Return every line of the material that contains the string "this". Case counts.
------------------------------------------------
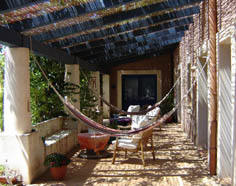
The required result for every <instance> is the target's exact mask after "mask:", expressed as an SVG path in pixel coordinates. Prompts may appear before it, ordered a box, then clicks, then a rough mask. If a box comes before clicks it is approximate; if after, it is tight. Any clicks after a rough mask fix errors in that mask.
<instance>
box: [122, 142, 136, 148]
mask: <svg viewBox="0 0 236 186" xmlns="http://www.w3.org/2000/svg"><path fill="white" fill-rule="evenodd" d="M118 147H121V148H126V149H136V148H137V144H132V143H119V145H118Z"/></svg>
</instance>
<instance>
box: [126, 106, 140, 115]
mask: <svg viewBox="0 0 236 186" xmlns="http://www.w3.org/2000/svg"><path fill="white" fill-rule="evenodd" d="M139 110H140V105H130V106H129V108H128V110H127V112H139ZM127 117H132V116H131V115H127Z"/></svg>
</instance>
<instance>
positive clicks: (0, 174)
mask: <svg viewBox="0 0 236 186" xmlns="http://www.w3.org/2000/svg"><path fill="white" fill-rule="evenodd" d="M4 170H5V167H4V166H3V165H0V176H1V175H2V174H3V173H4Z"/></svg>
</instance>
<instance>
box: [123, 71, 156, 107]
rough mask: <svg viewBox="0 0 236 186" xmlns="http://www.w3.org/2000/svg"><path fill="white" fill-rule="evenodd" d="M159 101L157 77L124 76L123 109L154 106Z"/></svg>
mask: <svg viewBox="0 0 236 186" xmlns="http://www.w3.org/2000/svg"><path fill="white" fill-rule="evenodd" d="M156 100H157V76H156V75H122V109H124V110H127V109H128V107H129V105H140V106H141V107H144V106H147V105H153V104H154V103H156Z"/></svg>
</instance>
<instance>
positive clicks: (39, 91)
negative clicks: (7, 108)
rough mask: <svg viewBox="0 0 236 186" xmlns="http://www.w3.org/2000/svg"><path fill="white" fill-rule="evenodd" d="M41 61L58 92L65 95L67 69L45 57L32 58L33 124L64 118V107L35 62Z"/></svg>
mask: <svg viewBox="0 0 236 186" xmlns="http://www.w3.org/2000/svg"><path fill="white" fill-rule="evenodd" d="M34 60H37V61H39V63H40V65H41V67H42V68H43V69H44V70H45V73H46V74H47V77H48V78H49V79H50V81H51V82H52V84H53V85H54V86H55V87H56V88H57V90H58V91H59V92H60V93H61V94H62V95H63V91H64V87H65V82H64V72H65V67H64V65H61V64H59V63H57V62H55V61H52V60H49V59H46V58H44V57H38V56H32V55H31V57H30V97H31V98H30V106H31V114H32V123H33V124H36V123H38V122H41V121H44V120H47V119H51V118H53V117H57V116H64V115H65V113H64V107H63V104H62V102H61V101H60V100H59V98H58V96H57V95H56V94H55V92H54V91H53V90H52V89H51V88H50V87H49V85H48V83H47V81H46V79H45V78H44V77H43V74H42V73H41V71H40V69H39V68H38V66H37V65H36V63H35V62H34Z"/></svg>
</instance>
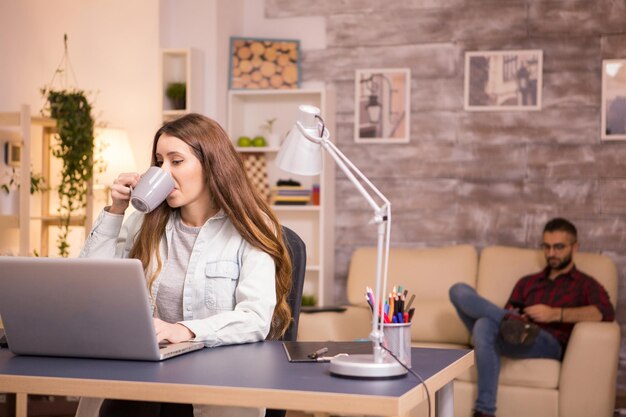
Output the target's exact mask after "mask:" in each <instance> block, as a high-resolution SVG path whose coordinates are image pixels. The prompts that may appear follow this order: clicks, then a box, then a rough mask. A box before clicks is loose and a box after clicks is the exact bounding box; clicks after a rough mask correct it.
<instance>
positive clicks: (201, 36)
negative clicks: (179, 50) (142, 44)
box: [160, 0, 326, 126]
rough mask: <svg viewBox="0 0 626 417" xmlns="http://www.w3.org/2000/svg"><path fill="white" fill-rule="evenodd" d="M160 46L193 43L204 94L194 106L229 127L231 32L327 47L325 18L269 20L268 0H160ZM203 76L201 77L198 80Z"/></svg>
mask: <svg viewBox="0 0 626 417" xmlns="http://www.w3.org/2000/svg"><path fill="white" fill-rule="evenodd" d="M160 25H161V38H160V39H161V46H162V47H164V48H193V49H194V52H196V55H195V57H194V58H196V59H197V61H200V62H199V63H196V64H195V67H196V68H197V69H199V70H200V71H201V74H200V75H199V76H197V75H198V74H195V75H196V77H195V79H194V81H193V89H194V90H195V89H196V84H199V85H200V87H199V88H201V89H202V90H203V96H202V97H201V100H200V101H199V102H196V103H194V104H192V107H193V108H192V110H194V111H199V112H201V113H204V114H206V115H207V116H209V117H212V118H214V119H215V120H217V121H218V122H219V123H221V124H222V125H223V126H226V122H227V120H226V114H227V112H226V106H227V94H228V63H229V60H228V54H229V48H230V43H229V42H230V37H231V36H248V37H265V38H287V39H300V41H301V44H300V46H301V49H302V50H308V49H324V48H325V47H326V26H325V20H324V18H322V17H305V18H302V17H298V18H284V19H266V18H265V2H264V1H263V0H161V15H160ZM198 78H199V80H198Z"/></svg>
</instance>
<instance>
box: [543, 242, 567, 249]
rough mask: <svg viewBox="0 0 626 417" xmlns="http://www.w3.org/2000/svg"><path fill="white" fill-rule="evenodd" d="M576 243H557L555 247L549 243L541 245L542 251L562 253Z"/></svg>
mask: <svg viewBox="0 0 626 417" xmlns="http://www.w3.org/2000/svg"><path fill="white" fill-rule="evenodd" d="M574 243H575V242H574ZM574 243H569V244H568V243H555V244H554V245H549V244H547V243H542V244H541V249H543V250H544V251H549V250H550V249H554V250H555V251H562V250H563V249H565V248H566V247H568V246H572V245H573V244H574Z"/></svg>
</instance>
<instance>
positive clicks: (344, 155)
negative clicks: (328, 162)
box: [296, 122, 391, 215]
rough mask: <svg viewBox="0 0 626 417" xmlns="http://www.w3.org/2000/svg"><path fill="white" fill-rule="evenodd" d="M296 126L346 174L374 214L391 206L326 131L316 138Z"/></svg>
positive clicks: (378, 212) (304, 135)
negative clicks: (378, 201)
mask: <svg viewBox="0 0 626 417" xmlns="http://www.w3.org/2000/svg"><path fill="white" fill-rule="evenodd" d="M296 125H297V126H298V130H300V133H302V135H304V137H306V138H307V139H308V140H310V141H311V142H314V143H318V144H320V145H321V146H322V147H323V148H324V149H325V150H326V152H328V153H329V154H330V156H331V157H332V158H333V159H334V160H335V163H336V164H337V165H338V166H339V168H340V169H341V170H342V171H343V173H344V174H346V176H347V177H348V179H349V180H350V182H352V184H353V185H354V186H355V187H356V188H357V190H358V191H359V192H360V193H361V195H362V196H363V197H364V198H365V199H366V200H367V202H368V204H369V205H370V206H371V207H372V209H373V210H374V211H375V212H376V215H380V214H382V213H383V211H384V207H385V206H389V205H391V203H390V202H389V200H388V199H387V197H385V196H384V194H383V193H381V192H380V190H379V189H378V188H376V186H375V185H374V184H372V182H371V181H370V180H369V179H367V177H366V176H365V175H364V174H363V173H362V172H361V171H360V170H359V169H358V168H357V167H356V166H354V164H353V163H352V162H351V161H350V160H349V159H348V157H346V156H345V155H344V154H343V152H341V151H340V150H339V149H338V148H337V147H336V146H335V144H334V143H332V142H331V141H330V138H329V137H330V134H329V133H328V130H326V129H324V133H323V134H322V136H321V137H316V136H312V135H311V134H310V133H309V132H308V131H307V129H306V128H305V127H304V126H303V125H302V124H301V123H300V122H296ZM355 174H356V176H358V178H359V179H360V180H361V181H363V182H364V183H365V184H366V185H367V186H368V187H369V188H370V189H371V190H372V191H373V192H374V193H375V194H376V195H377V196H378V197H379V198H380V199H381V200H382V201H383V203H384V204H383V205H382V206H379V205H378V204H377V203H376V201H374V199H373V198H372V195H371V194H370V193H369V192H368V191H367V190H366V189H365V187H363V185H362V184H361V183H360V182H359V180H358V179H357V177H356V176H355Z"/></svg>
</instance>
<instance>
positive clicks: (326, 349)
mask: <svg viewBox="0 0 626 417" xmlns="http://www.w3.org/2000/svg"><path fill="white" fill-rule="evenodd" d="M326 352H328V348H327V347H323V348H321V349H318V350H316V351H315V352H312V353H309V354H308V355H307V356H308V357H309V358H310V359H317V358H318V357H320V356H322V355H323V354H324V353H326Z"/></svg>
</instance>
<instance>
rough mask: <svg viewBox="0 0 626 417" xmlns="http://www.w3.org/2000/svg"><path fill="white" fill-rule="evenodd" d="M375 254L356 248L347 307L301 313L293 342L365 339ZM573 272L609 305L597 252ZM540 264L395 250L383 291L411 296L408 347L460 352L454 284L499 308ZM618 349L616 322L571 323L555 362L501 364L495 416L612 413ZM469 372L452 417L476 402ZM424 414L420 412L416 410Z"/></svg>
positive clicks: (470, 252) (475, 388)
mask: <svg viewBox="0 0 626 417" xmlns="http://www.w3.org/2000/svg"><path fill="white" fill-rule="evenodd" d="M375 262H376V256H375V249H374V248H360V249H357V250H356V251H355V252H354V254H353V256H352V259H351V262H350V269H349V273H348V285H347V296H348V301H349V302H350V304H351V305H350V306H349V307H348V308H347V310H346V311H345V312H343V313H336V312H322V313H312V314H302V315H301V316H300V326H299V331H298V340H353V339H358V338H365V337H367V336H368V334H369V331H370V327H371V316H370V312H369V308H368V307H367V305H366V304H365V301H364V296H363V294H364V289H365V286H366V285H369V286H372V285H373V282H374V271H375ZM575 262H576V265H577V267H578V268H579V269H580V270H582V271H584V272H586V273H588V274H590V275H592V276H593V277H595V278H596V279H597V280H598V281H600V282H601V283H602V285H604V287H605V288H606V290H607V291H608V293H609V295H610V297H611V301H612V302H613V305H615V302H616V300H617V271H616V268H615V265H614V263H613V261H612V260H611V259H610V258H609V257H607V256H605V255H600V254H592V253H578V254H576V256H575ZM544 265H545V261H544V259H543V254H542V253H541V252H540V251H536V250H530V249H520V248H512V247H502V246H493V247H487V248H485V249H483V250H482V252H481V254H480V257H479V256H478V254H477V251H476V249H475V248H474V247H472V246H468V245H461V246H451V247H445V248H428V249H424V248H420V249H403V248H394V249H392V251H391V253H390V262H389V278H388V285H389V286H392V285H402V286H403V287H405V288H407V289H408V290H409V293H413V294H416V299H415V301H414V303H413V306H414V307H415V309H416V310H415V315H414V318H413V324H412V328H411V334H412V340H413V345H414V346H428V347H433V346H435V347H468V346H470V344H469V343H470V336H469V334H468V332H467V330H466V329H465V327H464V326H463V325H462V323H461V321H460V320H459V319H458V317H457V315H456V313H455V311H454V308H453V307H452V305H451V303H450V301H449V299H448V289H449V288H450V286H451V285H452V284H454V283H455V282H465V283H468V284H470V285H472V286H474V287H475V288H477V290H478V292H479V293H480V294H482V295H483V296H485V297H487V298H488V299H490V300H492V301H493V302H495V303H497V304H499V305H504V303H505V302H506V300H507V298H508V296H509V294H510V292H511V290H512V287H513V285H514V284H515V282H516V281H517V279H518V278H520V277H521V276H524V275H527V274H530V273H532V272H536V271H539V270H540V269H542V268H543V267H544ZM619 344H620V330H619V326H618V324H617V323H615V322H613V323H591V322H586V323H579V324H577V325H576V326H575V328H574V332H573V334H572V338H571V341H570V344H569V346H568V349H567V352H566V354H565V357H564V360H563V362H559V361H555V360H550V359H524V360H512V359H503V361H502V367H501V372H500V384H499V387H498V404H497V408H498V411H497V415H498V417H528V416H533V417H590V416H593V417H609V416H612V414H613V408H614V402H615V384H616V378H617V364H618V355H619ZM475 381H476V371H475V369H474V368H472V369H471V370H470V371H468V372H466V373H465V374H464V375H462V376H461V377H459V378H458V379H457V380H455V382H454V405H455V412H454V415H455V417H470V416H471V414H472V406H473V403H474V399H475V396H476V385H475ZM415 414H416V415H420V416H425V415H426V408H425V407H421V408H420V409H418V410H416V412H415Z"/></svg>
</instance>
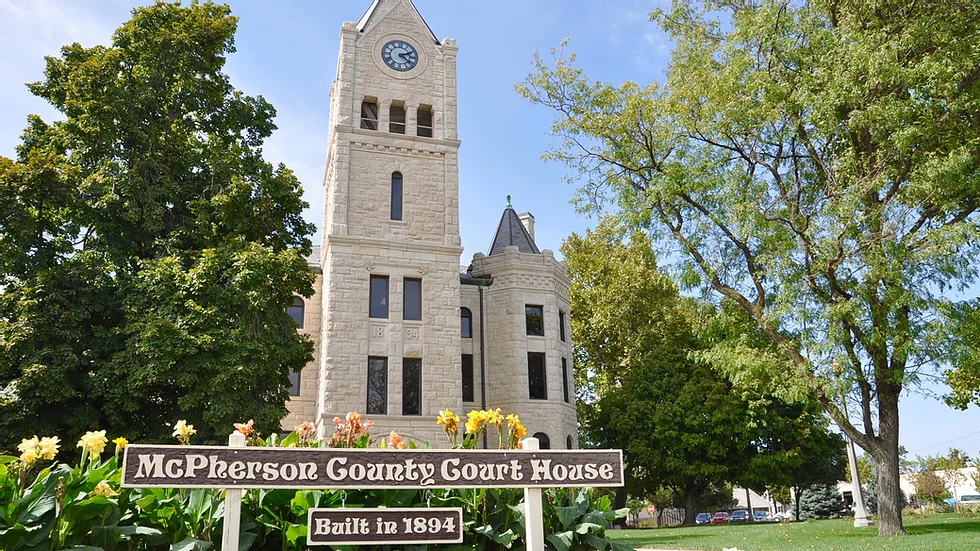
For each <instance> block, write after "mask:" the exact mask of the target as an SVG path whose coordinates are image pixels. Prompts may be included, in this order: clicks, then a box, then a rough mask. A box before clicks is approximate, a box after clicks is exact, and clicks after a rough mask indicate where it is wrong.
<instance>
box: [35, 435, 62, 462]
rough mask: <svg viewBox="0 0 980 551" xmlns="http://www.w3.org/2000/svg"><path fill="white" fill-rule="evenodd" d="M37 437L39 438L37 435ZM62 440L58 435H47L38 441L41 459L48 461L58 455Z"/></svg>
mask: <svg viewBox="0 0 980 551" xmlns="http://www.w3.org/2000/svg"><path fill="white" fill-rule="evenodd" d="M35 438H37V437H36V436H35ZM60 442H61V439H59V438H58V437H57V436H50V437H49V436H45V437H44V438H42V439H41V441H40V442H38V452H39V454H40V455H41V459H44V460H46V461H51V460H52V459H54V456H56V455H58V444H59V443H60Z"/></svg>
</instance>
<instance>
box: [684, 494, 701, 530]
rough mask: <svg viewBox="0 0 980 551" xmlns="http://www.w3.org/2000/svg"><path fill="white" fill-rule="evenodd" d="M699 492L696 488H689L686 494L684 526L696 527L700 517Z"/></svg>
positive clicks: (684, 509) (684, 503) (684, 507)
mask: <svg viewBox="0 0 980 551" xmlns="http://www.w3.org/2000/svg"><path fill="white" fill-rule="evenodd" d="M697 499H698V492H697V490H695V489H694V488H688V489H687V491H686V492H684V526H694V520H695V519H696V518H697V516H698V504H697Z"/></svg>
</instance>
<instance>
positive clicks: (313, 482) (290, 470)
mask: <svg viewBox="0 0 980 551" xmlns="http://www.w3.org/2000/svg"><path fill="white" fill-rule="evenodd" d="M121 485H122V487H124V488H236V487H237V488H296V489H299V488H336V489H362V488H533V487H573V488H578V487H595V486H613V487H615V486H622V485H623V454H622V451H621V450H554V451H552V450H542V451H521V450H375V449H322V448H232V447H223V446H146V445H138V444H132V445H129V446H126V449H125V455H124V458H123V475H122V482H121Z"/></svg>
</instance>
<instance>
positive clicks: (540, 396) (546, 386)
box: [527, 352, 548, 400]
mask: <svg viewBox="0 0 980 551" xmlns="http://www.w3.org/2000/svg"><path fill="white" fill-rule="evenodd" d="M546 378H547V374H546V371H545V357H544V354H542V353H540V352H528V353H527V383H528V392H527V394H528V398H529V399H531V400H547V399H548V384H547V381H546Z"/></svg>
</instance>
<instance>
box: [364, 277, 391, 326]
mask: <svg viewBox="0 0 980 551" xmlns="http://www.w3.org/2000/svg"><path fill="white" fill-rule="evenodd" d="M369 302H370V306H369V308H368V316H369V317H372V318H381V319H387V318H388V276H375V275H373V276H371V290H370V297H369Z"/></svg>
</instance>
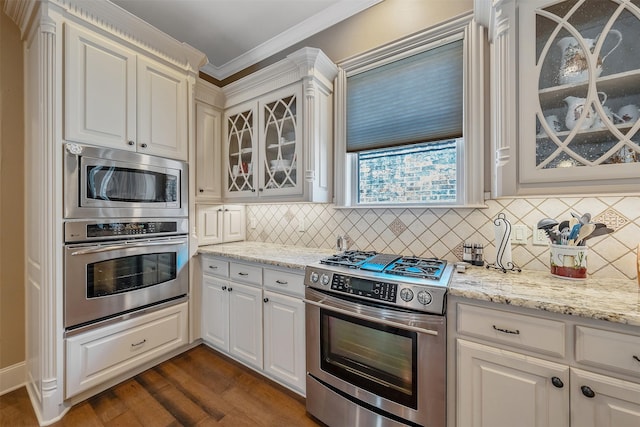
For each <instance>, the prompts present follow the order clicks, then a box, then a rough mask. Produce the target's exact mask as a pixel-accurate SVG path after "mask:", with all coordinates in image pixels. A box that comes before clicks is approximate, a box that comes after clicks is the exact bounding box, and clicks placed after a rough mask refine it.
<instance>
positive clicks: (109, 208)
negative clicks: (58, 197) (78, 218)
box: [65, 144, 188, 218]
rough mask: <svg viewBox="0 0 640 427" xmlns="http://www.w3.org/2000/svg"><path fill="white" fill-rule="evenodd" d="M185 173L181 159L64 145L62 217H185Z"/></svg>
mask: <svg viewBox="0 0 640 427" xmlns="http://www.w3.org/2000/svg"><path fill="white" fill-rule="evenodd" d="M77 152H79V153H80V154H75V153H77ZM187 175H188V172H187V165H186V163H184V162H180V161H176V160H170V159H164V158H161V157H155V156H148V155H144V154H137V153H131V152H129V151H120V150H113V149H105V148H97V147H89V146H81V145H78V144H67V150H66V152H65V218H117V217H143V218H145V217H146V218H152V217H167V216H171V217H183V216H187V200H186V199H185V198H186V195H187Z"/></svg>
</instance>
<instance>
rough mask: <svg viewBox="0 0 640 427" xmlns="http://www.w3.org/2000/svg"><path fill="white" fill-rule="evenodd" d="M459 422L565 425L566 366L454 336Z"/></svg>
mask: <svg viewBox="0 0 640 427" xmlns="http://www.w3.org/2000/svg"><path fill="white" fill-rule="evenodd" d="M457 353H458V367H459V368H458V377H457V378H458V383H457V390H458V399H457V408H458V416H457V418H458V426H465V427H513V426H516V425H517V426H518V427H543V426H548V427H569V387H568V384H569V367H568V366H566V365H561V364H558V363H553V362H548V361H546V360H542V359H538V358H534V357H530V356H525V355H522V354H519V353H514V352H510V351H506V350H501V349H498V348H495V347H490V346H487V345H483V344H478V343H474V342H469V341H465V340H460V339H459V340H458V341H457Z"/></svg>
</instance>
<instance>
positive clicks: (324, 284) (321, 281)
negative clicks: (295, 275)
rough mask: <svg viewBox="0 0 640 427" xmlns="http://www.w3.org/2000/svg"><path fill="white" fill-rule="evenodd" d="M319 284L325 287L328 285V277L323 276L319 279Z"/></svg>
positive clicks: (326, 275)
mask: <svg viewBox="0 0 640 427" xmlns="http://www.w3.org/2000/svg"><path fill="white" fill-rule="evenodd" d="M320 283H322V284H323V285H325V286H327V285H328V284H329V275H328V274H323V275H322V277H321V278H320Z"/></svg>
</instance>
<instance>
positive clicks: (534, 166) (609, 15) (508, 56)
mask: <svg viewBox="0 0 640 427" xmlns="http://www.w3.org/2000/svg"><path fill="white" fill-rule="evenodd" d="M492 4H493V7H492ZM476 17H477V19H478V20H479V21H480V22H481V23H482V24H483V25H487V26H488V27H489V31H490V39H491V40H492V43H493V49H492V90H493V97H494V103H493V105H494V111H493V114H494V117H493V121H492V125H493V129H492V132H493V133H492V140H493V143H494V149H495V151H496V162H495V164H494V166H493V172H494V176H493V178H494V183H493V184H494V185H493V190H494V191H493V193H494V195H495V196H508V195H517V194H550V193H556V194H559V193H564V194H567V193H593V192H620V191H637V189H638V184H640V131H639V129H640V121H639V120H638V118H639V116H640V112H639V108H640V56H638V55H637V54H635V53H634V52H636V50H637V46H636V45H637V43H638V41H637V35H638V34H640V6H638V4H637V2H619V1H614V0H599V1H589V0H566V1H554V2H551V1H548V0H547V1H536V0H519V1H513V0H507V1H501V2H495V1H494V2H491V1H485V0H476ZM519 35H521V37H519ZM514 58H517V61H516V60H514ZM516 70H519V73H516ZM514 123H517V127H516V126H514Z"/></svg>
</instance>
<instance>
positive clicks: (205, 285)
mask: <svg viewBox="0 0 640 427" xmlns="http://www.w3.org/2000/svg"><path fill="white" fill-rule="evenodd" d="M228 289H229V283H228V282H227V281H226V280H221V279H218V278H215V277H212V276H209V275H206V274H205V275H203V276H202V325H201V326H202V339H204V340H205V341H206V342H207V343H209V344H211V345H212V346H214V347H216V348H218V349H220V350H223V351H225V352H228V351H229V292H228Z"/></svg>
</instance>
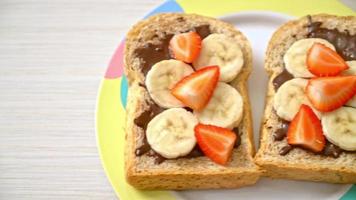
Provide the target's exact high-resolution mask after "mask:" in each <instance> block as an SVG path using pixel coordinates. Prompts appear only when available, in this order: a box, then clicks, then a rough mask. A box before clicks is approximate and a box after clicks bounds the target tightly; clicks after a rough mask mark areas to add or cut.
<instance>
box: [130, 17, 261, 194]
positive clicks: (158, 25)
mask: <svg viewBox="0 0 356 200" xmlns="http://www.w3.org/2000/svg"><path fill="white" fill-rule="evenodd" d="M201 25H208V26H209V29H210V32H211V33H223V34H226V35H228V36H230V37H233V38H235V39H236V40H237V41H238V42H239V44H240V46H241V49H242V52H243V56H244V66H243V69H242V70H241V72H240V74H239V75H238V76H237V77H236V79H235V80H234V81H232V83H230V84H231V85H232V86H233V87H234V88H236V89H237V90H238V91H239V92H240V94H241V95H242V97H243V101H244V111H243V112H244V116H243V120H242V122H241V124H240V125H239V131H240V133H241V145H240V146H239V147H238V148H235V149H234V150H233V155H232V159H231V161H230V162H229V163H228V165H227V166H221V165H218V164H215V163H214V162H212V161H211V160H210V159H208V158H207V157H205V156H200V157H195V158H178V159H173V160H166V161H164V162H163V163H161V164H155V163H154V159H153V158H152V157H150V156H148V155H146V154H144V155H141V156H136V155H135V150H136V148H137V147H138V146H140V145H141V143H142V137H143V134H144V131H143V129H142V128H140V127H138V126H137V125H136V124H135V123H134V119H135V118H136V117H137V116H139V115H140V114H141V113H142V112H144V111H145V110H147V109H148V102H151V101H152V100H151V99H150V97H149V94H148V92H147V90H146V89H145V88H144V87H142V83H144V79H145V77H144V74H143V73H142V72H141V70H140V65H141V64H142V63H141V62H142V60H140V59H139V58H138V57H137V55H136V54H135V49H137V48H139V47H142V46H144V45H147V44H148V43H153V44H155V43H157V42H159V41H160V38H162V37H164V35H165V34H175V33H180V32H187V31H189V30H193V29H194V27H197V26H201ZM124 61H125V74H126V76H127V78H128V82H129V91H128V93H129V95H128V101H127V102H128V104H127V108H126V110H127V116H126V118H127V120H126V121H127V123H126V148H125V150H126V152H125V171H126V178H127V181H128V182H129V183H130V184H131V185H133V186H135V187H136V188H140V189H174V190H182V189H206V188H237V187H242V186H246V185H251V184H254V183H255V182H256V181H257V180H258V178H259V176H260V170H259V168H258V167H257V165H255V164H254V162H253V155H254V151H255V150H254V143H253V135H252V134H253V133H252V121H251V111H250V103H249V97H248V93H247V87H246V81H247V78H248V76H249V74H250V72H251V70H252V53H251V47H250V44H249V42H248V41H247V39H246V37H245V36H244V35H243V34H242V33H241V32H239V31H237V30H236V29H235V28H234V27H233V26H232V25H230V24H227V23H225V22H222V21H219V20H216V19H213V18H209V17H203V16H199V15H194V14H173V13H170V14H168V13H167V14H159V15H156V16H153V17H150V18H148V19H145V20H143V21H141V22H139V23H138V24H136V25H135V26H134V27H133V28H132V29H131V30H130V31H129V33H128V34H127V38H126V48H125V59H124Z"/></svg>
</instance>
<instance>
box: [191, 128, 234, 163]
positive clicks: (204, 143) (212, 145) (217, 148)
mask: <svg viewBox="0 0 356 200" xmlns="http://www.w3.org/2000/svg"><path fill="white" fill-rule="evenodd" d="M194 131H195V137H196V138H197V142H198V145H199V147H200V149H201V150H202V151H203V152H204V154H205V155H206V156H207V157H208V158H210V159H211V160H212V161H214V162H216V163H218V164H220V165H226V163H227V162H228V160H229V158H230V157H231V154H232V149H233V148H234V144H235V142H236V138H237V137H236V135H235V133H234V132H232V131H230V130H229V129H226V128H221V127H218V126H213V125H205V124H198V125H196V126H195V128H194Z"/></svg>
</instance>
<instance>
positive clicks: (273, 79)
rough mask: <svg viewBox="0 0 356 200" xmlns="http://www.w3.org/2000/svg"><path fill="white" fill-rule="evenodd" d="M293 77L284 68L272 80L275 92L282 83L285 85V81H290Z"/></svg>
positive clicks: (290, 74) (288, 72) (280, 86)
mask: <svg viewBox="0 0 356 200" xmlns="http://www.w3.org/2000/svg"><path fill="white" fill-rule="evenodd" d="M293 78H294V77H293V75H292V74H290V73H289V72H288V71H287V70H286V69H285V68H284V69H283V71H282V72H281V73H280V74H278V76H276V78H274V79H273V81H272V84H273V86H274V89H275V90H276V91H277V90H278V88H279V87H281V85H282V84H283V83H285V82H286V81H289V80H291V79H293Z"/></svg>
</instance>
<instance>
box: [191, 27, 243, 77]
------------------------------------------------
- [Output of the exercise]:
Output the target's exact mask after "mask:" in each <instance> block, as a high-resolution SVG path whose coordinates are image pixels. The prompts that may appear follow this order: clicks, then a box, then a rough mask. A box before clicks is loose and a box after clicks is the exact bounding box; clicks after a rough mask correct it.
For each <instance> block, write after "mask:" the exact mask of the target as an SVG path whose coordinates are image pixels. Prompts may be included, in this order: clicks, then a box, then a rough mask. A box before clicks is approximate, a box after clicks is exact, and clicks after a rough mask indicate where it is wrong.
Provide the target's exact high-resolution mask after "mask:" in each <instance> block as an SVG path using pixel coordinates. Prompts appear only when available, in this order: a box, then clicks, then a rough mask. A box before clicks is approximate and a box after clicks bounds the target tightly; clicks after a rough mask mark areas to add or cut.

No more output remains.